- _WHAT IS ASKED_: Give the lines of every record below as a numbered list, leaving out any blank lines.
-- start of THE DATA --
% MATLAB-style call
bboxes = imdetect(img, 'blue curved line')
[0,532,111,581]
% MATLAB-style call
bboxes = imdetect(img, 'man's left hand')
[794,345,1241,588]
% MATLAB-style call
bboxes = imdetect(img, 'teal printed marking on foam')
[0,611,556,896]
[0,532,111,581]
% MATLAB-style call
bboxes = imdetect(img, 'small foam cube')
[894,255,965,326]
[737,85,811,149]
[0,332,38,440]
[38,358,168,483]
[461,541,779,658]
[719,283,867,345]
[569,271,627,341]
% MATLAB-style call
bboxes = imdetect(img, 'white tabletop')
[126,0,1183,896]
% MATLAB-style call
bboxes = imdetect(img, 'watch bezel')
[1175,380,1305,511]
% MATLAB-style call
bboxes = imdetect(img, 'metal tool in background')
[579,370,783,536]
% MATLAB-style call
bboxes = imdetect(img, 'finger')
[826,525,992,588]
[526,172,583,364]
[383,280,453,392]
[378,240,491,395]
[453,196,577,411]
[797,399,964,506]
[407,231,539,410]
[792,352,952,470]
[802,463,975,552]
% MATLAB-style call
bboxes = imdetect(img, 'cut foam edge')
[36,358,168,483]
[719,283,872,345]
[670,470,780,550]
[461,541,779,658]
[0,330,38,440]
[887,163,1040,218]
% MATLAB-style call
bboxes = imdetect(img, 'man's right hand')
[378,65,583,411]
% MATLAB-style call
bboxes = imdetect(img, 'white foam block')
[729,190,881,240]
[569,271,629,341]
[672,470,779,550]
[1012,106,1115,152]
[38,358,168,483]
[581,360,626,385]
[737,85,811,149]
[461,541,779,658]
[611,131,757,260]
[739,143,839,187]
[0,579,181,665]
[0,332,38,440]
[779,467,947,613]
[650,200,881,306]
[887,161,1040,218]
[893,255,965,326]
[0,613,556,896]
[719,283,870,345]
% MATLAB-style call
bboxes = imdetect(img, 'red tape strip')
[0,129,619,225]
-- end of THE DATA --
- _PROBLEM SOLUTION_:
1. % MATLAB-style call
2. bboxes = imdetect(img, 'blue curved line')
3. [0,532,111,581]
4. % MATLAB-style call
5. bboxes = imdetect(img, 'man's left hand')
6. [794,345,1241,588]
7. % MATLAB-style call
8. bboxes = imdetect(img, 'teal printed marking on foam')
9. [0,611,556,896]
10. [0,532,111,581]
11. % MATLAB-style call
12. bboxes = imdetect(img, 'small foam cube')
13. [894,255,965,326]
14. [737,85,811,149]
15. [0,332,38,440]
16. [38,358,168,483]
17. [461,541,779,658]
18. [719,283,867,345]
19. [569,271,627,341]
20. % MATLAB-style call
21. bboxes = imdetect(img, 'white tabletop')
22. [126,0,1183,896]
23. % MATLAB-style call
24. bboxes = imdetect(img, 'watch bezel')
25. [1175,380,1305,511]
26. % MATLAB-style call
27. bboxes = imdetect(img, 'metal tool in background')
28. [579,370,783,536]
29. % MATLAB-style call
30. bboxes = imdetect(img, 'finger')
31. [826,525,992,588]
32. [526,172,583,364]
33. [383,280,453,392]
34. [378,240,491,395]
35. [453,196,577,411]
36. [797,399,964,506]
37. [407,231,539,410]
38. [792,352,952,470]
39. [802,463,975,552]
40. % MATLAB-style call
41. bboxes = imdetect(img, 'cut foam edge')
42. [36,358,168,483]
43. [719,283,872,345]
44. [670,470,780,550]
45. [461,541,779,658]
46. [0,330,38,440]
47. [887,163,1040,218]
48. % MATLAB-style call
49. bboxes = imdetect(img, 'man's right hand')
50. [378,65,583,411]
51. % MATLAB-style call
52. bboxes = imdetect(img, 'white foam block')
53. [729,190,881,240]
54. [569,271,629,341]
55. [672,470,779,550]
56. [1012,106,1115,152]
57. [38,358,168,483]
58. [581,360,626,385]
59. [737,85,811,149]
60. [461,541,779,658]
61. [611,131,757,260]
62. [739,143,839,187]
63. [0,579,181,665]
64. [0,332,38,440]
65. [779,467,947,613]
66. [650,200,881,306]
67. [887,161,1040,218]
68. [893,255,965,326]
69. [0,613,556,896]
70. [719,283,870,345]
71. % MATLAB-style call
72. bboxes = imdetect(img, 'red tape strip')
73. [0,129,619,225]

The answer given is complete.